Instructions for the task |
Set down, without alteration, the lines from the one that contains "Could you point to the orange eye in" through the final line of the material below.

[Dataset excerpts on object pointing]
-- -- --
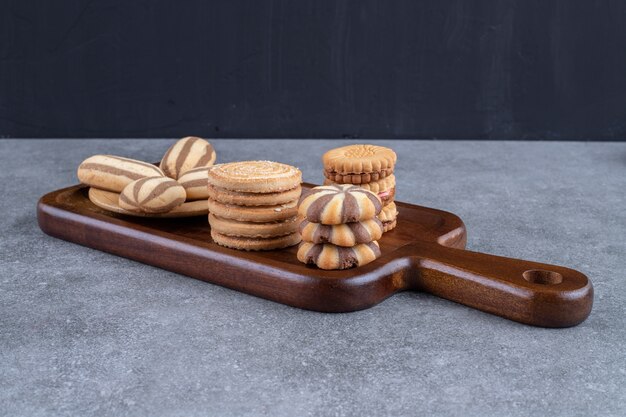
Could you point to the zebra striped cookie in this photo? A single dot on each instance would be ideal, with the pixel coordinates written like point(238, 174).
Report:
point(247, 243)
point(362, 178)
point(379, 186)
point(327, 256)
point(338, 204)
point(349, 234)
point(195, 183)
point(113, 173)
point(187, 153)
point(253, 199)
point(152, 195)
point(388, 216)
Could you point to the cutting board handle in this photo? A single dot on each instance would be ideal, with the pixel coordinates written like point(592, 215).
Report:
point(528, 292)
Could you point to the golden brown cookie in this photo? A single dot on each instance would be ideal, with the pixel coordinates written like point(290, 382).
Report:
point(152, 195)
point(388, 216)
point(244, 243)
point(253, 199)
point(255, 176)
point(357, 179)
point(379, 186)
point(338, 204)
point(187, 153)
point(388, 226)
point(109, 201)
point(385, 189)
point(327, 256)
point(230, 227)
point(359, 159)
point(348, 234)
point(257, 214)
point(195, 183)
point(113, 173)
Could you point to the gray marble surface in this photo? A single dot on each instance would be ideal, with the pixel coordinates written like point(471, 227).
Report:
point(86, 333)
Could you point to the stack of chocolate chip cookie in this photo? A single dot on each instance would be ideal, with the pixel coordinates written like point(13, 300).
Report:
point(253, 204)
point(339, 227)
point(370, 167)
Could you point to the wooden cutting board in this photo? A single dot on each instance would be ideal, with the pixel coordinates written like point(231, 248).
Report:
point(424, 253)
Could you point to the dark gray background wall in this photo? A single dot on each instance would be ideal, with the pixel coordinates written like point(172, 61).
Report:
point(497, 69)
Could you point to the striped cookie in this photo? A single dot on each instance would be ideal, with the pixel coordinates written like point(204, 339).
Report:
point(244, 243)
point(253, 199)
point(327, 256)
point(113, 173)
point(195, 183)
point(187, 153)
point(388, 216)
point(230, 227)
point(255, 176)
point(152, 195)
point(338, 204)
point(256, 214)
point(349, 234)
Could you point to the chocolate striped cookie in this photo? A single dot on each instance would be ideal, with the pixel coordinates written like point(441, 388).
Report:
point(349, 234)
point(187, 153)
point(253, 199)
point(152, 195)
point(113, 173)
point(327, 256)
point(338, 204)
point(195, 183)
point(388, 216)
point(245, 243)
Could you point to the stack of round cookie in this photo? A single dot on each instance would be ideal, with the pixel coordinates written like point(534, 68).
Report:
point(370, 167)
point(253, 205)
point(339, 227)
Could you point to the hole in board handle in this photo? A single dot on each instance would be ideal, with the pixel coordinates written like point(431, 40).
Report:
point(540, 276)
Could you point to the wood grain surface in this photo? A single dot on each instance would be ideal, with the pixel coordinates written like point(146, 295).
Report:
point(425, 253)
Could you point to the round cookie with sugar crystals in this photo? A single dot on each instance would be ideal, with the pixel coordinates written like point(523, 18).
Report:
point(152, 195)
point(195, 183)
point(255, 244)
point(358, 164)
point(255, 176)
point(256, 214)
point(187, 153)
point(327, 256)
point(347, 235)
point(338, 204)
point(230, 227)
point(253, 199)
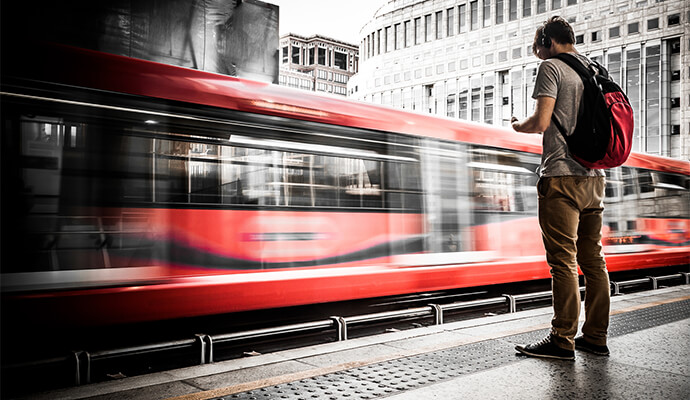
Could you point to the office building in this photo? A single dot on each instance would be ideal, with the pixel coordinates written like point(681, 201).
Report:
point(317, 63)
point(473, 59)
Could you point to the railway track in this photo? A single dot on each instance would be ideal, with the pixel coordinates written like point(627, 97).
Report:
point(123, 351)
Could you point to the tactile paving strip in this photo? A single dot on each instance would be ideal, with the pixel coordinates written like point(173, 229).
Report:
point(394, 376)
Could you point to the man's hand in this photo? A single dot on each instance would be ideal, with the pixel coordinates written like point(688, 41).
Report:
point(540, 120)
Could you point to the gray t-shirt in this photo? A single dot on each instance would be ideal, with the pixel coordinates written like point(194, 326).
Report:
point(557, 80)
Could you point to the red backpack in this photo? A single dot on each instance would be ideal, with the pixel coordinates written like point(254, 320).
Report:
point(603, 132)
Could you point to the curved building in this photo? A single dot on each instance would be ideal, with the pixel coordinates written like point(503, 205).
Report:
point(472, 59)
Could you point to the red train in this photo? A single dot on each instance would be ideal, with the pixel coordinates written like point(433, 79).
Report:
point(136, 191)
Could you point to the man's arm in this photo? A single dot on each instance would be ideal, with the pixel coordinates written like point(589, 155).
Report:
point(540, 120)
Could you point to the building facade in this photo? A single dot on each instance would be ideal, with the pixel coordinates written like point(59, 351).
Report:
point(317, 63)
point(472, 59)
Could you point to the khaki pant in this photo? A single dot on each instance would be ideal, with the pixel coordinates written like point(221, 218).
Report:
point(570, 216)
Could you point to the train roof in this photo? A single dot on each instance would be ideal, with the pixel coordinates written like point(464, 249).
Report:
point(102, 71)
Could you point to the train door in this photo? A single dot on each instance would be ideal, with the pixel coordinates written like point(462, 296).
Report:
point(446, 204)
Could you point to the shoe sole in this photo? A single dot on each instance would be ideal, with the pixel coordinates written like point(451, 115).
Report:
point(524, 351)
point(592, 351)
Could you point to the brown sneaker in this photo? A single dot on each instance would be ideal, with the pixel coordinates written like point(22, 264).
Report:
point(583, 345)
point(545, 348)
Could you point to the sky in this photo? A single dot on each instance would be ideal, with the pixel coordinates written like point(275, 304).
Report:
point(337, 19)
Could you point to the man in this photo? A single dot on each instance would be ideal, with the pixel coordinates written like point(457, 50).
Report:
point(570, 204)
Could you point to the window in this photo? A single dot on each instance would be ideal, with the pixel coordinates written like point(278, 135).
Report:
point(389, 40)
point(378, 42)
point(295, 54)
point(340, 60)
point(474, 15)
point(475, 102)
point(614, 32)
point(653, 24)
point(517, 53)
point(489, 104)
point(487, 13)
point(502, 181)
point(462, 104)
point(450, 22)
point(418, 30)
point(526, 8)
point(450, 106)
point(428, 31)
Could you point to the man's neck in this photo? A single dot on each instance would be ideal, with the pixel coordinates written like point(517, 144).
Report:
point(563, 48)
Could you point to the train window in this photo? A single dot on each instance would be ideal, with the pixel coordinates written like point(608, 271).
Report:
point(645, 180)
point(614, 185)
point(628, 181)
point(503, 181)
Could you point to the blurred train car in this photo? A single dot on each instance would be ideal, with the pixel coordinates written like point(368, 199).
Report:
point(136, 191)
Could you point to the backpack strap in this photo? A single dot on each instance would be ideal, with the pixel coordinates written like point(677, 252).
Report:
point(584, 73)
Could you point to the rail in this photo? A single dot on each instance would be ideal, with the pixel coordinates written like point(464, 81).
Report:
point(204, 344)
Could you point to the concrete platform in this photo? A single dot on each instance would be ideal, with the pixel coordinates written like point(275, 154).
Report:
point(475, 359)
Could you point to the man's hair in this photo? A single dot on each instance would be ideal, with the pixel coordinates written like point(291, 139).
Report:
point(555, 29)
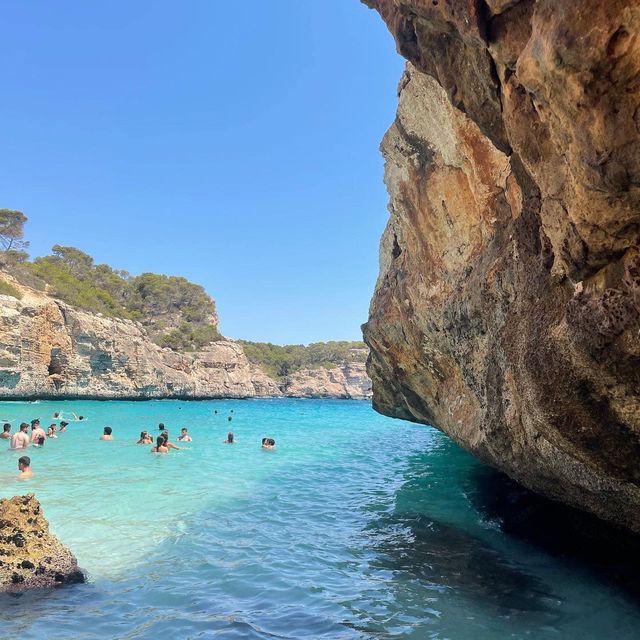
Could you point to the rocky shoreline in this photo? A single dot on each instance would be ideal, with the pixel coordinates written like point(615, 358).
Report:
point(49, 349)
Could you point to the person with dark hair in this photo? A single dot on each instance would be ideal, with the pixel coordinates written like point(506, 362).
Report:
point(20, 440)
point(160, 447)
point(24, 465)
point(106, 434)
point(145, 438)
point(169, 445)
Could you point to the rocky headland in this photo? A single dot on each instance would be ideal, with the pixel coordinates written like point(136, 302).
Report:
point(30, 556)
point(49, 349)
point(506, 309)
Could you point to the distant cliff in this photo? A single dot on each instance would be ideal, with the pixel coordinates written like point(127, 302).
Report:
point(507, 308)
point(51, 349)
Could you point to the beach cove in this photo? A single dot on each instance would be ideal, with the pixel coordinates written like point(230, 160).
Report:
point(356, 526)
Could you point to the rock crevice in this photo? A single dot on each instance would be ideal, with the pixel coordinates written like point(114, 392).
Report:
point(506, 310)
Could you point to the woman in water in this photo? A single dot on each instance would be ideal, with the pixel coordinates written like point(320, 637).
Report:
point(160, 446)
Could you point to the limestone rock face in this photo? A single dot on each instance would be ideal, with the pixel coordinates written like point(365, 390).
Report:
point(50, 349)
point(349, 381)
point(30, 556)
point(507, 305)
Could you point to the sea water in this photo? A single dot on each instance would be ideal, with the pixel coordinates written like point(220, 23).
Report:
point(355, 526)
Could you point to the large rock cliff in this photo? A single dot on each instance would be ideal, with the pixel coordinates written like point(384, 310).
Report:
point(506, 310)
point(50, 349)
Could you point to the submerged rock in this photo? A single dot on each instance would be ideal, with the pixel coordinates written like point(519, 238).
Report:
point(506, 310)
point(30, 556)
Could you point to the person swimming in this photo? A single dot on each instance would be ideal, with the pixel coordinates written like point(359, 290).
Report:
point(160, 447)
point(24, 465)
point(20, 440)
point(106, 434)
point(169, 445)
point(36, 430)
point(145, 438)
point(184, 436)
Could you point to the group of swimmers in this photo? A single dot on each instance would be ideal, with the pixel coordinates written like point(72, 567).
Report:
point(22, 439)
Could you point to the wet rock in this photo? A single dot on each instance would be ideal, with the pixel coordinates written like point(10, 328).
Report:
point(30, 556)
point(506, 312)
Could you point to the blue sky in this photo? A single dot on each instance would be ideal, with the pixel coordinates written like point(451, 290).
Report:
point(233, 143)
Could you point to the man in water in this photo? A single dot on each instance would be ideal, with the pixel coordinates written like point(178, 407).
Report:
point(37, 431)
point(169, 445)
point(24, 464)
point(106, 434)
point(20, 440)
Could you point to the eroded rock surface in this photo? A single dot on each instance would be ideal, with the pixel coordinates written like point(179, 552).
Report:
point(49, 349)
point(506, 310)
point(30, 556)
point(349, 381)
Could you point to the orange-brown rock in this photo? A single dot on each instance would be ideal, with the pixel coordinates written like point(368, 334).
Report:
point(30, 556)
point(506, 310)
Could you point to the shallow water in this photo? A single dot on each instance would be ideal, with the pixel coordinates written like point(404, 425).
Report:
point(357, 526)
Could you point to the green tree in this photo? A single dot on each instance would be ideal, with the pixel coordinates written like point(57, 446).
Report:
point(12, 230)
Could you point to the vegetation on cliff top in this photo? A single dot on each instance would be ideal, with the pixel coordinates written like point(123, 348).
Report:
point(176, 313)
point(279, 361)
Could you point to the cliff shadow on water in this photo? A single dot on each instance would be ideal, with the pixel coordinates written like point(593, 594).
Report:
point(465, 528)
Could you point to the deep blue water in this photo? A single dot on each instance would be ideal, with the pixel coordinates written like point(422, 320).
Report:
point(356, 526)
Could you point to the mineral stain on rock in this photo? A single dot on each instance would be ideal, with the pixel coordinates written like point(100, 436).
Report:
point(507, 308)
point(30, 556)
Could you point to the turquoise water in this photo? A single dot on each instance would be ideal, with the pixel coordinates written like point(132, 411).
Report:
point(357, 526)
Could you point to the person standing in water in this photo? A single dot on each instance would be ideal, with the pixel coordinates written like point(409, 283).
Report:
point(24, 465)
point(20, 440)
point(36, 430)
point(160, 446)
point(106, 434)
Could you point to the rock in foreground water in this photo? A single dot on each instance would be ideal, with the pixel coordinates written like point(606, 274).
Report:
point(30, 556)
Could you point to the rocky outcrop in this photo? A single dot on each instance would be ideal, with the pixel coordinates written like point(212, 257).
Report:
point(49, 349)
point(349, 381)
point(506, 310)
point(30, 556)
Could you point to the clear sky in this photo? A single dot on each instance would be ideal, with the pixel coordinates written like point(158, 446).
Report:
point(234, 143)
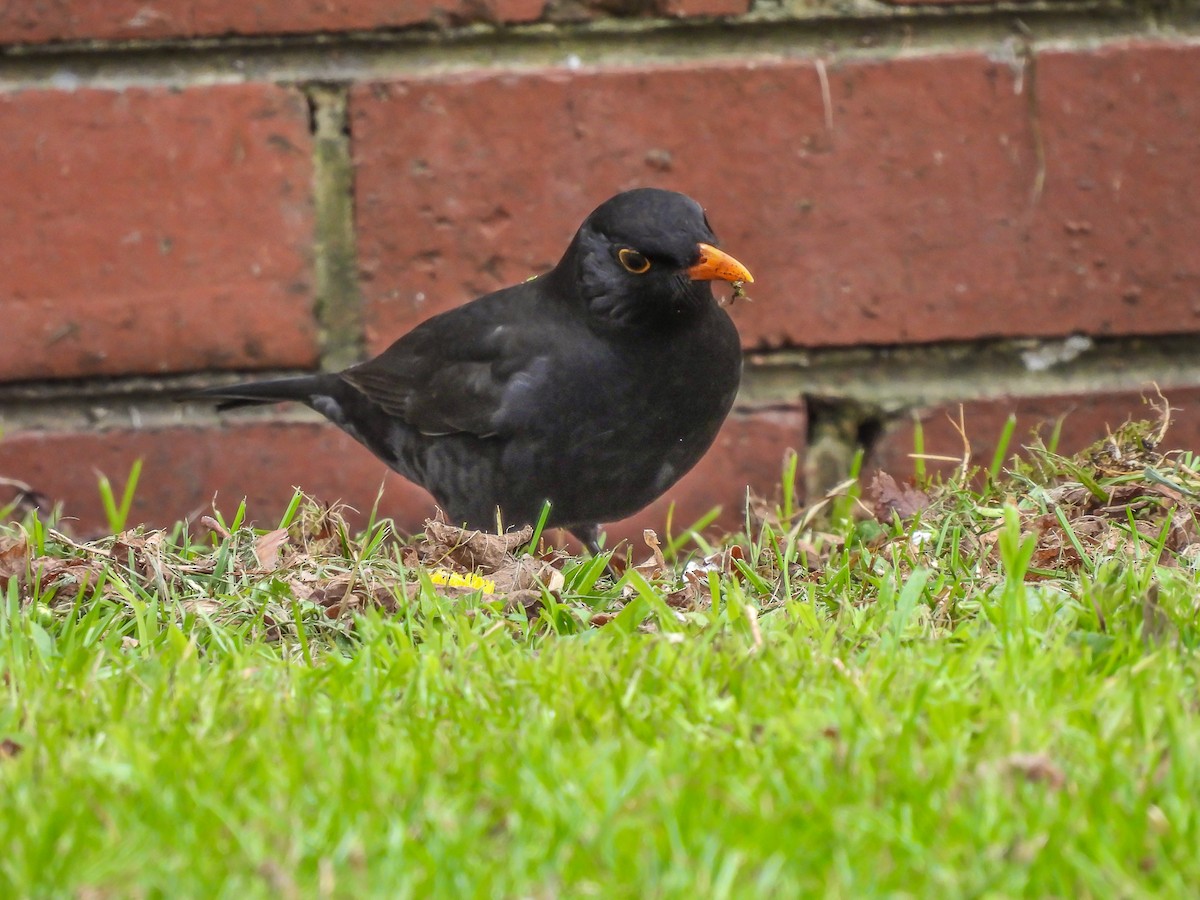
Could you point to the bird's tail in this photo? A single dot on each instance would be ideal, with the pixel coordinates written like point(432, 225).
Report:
point(231, 396)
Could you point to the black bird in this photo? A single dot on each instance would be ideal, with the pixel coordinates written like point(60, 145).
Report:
point(594, 387)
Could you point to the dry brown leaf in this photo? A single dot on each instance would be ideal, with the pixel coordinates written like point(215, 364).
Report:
point(529, 601)
point(471, 551)
point(13, 559)
point(267, 549)
point(1037, 768)
point(527, 574)
point(887, 498)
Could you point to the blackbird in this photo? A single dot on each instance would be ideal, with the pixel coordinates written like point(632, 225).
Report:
point(594, 387)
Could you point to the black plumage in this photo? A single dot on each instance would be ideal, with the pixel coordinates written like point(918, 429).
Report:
point(595, 385)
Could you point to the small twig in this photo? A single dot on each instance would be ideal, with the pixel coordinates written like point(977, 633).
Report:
point(826, 95)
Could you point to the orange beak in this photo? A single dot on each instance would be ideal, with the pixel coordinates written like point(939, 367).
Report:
point(718, 265)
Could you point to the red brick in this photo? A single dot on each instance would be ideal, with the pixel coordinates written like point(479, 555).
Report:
point(155, 231)
point(37, 21)
point(912, 220)
point(184, 468)
point(1089, 418)
point(1121, 207)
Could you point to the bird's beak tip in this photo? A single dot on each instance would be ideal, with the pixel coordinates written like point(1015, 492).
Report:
point(718, 265)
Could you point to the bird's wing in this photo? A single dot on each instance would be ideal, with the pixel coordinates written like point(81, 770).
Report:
point(462, 372)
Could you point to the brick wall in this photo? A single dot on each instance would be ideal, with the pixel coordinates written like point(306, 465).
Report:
point(941, 202)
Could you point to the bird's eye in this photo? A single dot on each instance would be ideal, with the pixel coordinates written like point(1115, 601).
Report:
point(634, 261)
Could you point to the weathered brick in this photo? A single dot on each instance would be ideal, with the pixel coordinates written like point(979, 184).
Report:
point(155, 231)
point(185, 467)
point(915, 217)
point(37, 22)
point(1086, 419)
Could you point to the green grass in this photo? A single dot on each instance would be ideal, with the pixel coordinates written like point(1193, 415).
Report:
point(991, 697)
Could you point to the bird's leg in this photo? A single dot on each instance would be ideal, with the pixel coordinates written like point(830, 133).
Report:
point(591, 538)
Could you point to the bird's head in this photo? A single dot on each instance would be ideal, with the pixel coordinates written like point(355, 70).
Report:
point(646, 257)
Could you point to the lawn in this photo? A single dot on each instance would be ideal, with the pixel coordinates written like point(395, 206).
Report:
point(985, 684)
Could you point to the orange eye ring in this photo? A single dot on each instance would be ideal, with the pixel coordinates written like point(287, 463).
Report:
point(634, 261)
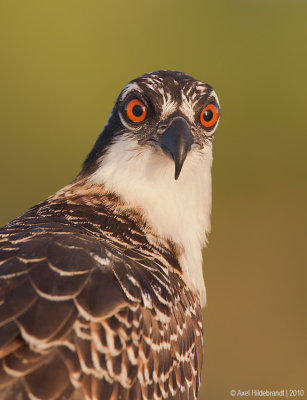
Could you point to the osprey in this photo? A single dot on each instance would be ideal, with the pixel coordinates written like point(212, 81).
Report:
point(101, 284)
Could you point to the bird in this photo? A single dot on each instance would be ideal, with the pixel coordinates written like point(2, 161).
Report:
point(101, 284)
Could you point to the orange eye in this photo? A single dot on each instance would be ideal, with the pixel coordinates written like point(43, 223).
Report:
point(209, 115)
point(135, 110)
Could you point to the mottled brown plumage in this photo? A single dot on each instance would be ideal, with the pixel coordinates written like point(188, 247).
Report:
point(89, 312)
point(94, 302)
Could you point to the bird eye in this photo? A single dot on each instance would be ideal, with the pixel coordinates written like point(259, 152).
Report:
point(135, 110)
point(209, 115)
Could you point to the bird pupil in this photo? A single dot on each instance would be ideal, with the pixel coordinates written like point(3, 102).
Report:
point(137, 111)
point(208, 115)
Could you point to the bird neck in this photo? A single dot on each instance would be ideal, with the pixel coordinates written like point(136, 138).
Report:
point(174, 210)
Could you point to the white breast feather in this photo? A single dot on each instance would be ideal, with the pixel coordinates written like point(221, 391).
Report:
point(176, 209)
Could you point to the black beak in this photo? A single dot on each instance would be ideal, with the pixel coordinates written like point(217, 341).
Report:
point(176, 141)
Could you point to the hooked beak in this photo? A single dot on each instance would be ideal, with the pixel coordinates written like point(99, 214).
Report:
point(176, 142)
-- -- --
Written response |
Could you point to the orange eye in this photo? A single dot on each instance would be ideal, with the pixel coordinates written like point(43, 223).
Report:
point(209, 115)
point(135, 110)
Could you point to the mottled brown plumage in this photo? A single dot on each instance would be ideal, with the pixel coordinates written like point(188, 247).
Report:
point(89, 312)
point(94, 302)
Could you point to the bird eye in this photo? A single dot on each instance would be ideal, with the pixel coordinates written like point(259, 152).
Report:
point(135, 110)
point(209, 115)
Could you point to the bird pupil in this photo? A single dot on each instance would be ideal, with the pixel coordinates written like point(3, 102).
Report:
point(137, 111)
point(208, 115)
Could you point to the bird neck in this photo? A single dot on each instance would be ideal, with the pixel coordinates written like point(136, 138).
Report:
point(174, 210)
Could you point to the white breast feather in this photo? A single dot on each instance would be ideal, with the pixel coordinates written like point(221, 391).
Report:
point(176, 209)
Could you point to the black beak in this photo? A single dot on each instance would be ideal, with the pixel coordinates written like point(217, 341).
Report:
point(176, 141)
Could you point to the hooked beak in this photo? A single dot on each instance would be ideal, with the pixel coordinates written like point(99, 214).
Report:
point(176, 142)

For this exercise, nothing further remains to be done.